- **Selection**:
# New 1099 rules on the way from the IRS



## peacekeeperapiaries (Jun 23, 2009)

Wow that will be a nightmare, my list of individuals and corporations will be pretty darn long. I guess thata why they added another 16,000 IRS agents within this bill, to track all the 1099's. :scratch:


----------



## dcross (Jan 20, 2003)

What's the current policy?


----------



## Barry Digman (May 21, 2003)

The is is a pretty good outline of the current guidelines. 

http://www.ehow.com/about_5315547_required-send-forms.html


Imagine having to collect the information from the vendors and then issuing 1099's for *everyone* to whom you paid $600 or more. Utilities, internet connections, insurance, woodenware, packages, nucs, queens, fuel, feed, meds, mechanics, ..... it's nuts.


----------



## sdracer12 (Apr 17, 2009)

There must be some exemptions? I drive truck over the road, and with $3.10 a gallon fuel, that would mean I need a 1099 for every gas station and truck stop I fill up at! unbelievable regulations.....


----------



## Barry Digman (May 21, 2003)

sdracer12 said:


> There must be some exemptions? I drive truck over the road, and with $3.10 a gallon fuel, that would mean I need a 1099 for every gas station and truck stop I fill up at! unbelievable regulations.....


As I understand it if you are operating as a business you will be required to report those purchases if they're over $600. I'm interpreting this based on this comment on an accounting site :



> “There is no doubt this will be an administrative nightmare for many businesses in the first year or two,” Jamie Downey, partner at Downey & Co. said in The Boston Globe. “Have a large business-related meal at a restaurant, this will need to be reported on a 1099. Spend a week in a hotel in Waco, Texas; you will need to send a 1099.”
> 
> http://www.accountingweb.com/topic/tax/costly-changes-1099-reporting-health-care-bill


I spent many years as an accountant. The implications for this are pretty onerous. Folks who don't operate a business probably don't realize how costly it is to push paper that generates absolutely zero return.


----------



## berkshire bee (Jan 28, 2007)

What would even be the reason for passing a bill like that? A one hundred unit vacation spot in, say, Florida would recieve Approximately 5000 1099s just from the people who stayed there.


----------



## jeff123fish (Jul 3, 2007)

berkshire bee said:


> What would even be the reason for passing a bill like that? A one hundred unit vacation spot in, say, Florida would recieve Approximately 5000 1099s just from the people who stayed there.


Or what about big box stores like Home depot Lowes or even walmart


----------

Collected data:
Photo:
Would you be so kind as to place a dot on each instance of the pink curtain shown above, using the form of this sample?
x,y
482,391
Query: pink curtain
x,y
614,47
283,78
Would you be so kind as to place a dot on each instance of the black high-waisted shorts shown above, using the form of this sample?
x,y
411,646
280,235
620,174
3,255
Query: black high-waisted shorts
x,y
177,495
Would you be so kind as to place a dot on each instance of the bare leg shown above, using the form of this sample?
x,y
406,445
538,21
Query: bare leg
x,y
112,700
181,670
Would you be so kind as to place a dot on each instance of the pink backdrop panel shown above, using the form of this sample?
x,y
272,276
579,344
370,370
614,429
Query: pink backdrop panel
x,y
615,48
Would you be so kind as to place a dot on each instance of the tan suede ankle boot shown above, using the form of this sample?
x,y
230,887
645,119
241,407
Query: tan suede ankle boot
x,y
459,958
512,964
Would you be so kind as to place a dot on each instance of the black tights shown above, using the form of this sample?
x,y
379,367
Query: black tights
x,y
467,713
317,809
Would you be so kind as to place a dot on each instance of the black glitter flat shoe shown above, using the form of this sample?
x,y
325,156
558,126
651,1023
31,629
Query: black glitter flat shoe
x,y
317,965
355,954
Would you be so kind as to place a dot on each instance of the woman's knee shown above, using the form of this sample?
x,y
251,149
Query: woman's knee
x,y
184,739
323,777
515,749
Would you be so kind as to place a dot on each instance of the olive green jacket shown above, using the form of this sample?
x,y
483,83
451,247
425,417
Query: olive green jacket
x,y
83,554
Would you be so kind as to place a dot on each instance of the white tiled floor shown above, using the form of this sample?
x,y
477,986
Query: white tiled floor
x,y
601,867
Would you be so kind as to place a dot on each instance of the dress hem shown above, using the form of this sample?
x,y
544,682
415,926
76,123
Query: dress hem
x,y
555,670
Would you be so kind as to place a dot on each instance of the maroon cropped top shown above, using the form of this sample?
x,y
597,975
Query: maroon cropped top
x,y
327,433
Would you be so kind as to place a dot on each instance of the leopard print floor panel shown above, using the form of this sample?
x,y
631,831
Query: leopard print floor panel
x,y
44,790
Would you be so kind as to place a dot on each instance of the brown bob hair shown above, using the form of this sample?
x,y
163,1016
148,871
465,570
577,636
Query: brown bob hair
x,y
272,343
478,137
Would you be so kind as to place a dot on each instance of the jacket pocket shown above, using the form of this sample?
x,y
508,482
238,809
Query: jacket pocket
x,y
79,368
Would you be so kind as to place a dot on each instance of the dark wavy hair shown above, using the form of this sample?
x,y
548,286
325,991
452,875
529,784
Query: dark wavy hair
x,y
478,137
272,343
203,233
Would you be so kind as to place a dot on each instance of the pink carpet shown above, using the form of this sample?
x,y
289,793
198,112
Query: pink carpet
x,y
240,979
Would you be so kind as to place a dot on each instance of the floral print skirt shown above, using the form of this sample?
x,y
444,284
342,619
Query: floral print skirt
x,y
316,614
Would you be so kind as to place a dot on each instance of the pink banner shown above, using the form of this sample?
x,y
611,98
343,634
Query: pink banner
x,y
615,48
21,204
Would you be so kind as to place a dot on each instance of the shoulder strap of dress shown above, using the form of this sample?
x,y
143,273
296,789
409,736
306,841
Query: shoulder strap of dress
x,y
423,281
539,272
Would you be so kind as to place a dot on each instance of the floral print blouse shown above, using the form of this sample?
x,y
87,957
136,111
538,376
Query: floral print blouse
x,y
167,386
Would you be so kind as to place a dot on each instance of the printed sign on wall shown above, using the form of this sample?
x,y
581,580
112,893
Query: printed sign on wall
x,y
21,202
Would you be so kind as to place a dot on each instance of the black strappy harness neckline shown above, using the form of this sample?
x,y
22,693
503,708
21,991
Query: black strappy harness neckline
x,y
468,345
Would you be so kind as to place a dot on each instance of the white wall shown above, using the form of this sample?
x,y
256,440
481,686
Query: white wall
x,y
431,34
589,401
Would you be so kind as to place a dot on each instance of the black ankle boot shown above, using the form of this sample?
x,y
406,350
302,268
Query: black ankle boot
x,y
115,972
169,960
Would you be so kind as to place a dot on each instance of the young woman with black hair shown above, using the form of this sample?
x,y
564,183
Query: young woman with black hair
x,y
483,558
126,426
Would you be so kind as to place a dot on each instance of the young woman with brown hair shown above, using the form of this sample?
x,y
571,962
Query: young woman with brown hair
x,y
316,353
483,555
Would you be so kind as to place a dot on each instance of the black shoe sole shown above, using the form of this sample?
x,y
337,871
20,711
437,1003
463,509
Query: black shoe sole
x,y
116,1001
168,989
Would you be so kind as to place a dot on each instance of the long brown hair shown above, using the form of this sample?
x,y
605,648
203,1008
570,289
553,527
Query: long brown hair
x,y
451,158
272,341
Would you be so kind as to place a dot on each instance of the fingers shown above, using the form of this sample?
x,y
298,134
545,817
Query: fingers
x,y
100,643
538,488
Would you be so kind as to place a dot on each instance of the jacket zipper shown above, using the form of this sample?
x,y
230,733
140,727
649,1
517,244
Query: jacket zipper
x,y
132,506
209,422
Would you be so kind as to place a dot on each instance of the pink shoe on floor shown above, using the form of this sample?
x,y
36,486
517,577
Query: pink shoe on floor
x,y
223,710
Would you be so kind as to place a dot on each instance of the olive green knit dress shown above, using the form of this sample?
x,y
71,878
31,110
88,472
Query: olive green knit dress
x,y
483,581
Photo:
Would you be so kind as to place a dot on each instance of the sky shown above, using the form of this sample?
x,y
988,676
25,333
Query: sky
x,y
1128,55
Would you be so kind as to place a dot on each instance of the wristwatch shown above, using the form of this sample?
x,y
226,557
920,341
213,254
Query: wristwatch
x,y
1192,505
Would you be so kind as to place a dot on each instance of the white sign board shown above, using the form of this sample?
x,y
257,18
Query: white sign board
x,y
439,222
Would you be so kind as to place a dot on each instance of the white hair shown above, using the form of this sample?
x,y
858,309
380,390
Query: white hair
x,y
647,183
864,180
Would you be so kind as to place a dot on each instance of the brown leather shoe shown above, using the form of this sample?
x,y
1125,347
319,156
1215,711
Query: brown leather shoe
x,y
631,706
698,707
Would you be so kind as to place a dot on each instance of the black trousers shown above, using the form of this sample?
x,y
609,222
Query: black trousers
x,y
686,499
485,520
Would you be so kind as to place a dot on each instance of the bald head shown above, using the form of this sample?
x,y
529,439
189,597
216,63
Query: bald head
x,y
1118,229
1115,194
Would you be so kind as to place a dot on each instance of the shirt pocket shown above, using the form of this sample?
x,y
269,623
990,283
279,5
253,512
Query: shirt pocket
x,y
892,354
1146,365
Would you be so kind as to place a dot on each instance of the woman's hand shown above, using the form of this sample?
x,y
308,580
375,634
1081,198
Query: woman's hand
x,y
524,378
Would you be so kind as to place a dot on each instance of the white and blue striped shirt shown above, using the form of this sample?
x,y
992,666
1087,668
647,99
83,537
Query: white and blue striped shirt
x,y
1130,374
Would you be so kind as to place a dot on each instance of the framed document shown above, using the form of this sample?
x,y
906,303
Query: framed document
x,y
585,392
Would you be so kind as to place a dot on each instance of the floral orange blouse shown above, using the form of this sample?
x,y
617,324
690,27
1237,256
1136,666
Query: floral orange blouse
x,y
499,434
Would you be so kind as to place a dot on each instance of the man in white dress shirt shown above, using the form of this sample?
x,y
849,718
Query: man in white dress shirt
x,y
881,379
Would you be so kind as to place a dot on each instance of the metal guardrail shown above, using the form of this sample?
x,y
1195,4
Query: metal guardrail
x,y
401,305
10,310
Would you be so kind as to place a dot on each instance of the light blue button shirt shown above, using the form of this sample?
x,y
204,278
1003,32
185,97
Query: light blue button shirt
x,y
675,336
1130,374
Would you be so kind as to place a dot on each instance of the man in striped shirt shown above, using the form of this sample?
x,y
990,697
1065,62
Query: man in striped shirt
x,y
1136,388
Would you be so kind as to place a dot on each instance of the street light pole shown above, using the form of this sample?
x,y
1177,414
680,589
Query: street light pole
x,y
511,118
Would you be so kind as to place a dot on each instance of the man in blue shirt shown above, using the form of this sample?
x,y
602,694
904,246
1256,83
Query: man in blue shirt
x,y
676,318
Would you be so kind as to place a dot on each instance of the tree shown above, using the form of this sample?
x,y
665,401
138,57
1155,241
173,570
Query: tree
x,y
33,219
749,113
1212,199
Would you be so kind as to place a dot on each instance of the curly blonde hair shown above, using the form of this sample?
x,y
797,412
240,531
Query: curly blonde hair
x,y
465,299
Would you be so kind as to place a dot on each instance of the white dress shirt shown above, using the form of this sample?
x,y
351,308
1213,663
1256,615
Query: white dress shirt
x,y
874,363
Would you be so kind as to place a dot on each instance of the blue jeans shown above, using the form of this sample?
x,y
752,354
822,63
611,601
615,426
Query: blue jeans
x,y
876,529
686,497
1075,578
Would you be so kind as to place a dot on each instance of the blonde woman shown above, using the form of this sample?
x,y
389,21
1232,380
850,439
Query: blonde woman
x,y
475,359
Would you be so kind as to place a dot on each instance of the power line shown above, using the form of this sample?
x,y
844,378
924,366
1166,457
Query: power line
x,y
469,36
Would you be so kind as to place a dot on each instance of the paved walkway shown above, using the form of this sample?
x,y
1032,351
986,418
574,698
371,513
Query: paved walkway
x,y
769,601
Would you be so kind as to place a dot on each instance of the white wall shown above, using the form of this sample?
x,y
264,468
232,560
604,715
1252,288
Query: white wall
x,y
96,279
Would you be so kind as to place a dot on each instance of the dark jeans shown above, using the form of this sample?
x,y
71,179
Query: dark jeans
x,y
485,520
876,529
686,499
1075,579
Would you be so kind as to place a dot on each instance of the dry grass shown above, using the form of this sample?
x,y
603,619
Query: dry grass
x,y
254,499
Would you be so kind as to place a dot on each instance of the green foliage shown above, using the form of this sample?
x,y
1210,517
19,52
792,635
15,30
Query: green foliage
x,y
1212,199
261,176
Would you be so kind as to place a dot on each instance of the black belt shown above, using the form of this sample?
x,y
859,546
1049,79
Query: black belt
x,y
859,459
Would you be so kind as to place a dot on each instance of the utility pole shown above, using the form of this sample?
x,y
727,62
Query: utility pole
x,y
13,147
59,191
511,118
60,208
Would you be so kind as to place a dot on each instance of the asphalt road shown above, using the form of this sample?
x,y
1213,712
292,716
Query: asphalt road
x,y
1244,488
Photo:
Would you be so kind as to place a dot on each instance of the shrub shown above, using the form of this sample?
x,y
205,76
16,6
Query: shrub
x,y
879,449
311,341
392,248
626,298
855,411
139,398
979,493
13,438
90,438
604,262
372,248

- **What to do**: Can you rewrite the paragraph in the 1099 thread that begins "Imagine having to collect" as a short bulleted list that keeps its main facts? None of these entries are needed.

- **Finished answer**:
- You would have to collect information from vendors.
- You would then issue 1099s to everyone you paid $600 or more.
- This covers utilities, internet connections, insurance, woodenware, packages, nucs, queens, fuel, feed, meds and mechanics.
- The writer calls it nuts.